• HOW TO COMPLETE THIS TASK:
Return all of the data exactly as written, without the pictures.

• DATA FOR REVIEW:
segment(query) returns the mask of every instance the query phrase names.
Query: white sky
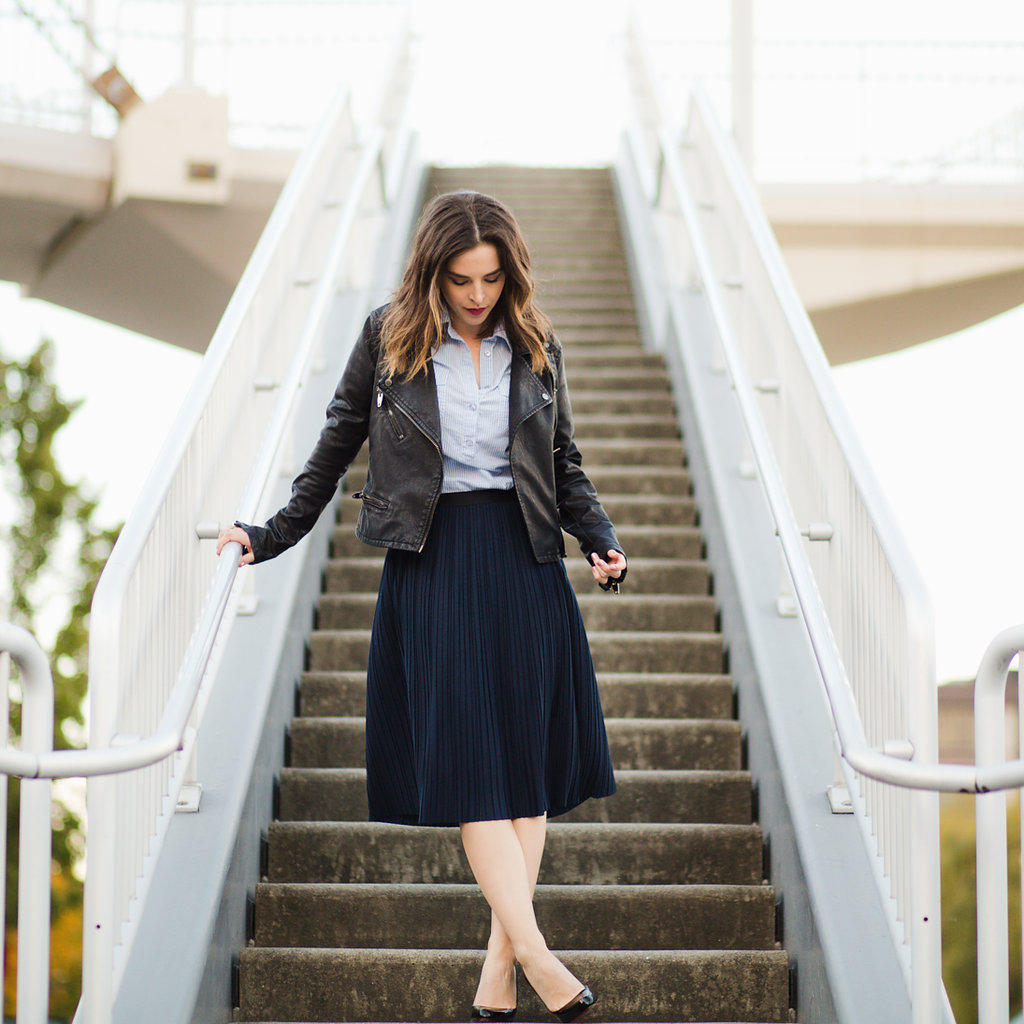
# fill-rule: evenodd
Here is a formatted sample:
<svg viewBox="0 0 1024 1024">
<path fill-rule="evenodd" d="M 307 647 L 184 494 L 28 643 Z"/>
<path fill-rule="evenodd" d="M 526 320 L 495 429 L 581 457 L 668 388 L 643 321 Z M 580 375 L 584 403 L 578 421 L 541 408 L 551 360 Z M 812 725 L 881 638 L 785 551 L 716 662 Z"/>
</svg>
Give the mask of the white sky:
<svg viewBox="0 0 1024 1024">
<path fill-rule="evenodd" d="M 680 0 L 659 9 L 679 23 L 666 23 L 667 35 L 679 26 L 714 31 L 728 7 L 724 0 Z M 923 0 L 841 6 L 764 0 L 755 8 L 762 36 L 856 38 L 885 26 L 890 38 L 1024 39 L 1019 0 L 976 0 L 969 8 Z M 428 157 L 447 163 L 610 159 L 623 114 L 612 39 L 623 4 L 413 0 L 413 10 L 432 68 L 417 110 Z M 21 300 L 16 287 L 0 284 L 0 350 L 24 355 L 41 336 L 56 343 L 65 397 L 86 400 L 61 438 L 62 465 L 102 490 L 107 521 L 122 519 L 199 359 Z M 1024 474 L 1015 393 L 1024 380 L 1022 339 L 1024 309 L 835 374 L 929 587 L 940 681 L 972 676 L 991 637 L 1024 621 Z"/>
</svg>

• WRITTEN SOLUTION:
segment(query) returns the mask of every instance the query phrase names.
Query: white sky
# fill-rule: evenodd
Here is a formatted sample:
<svg viewBox="0 0 1024 1024">
<path fill-rule="evenodd" d="M 307 647 L 184 494 L 28 643 Z"/>
<path fill-rule="evenodd" d="M 526 320 L 495 429 L 581 457 L 668 388 L 643 321 Z M 580 375 L 584 403 L 578 421 L 541 408 L 551 360 Z M 812 725 L 881 638 L 785 551 L 716 662 Z"/>
</svg>
Give the mask of the white sky:
<svg viewBox="0 0 1024 1024">
<path fill-rule="evenodd" d="M 680 0 L 659 9 L 679 23 L 666 23 L 667 35 L 679 26 L 714 31 L 728 7 L 724 0 Z M 923 0 L 841 6 L 764 0 L 755 8 L 762 36 L 856 38 L 885 26 L 890 38 L 1024 39 L 1019 0 L 976 0 L 969 8 Z M 428 157 L 447 163 L 610 159 L 623 114 L 612 39 L 623 4 L 413 0 L 413 10 L 432 68 L 417 110 Z M 21 300 L 16 287 L 0 284 L 0 350 L 24 355 L 41 336 L 56 343 L 65 397 L 86 400 L 61 438 L 62 465 L 102 490 L 107 521 L 122 519 L 199 359 Z M 1024 474 L 1015 393 L 1024 380 L 1022 339 L 1024 309 L 835 374 L 929 587 L 940 681 L 972 676 L 991 637 L 1024 621 Z"/>
</svg>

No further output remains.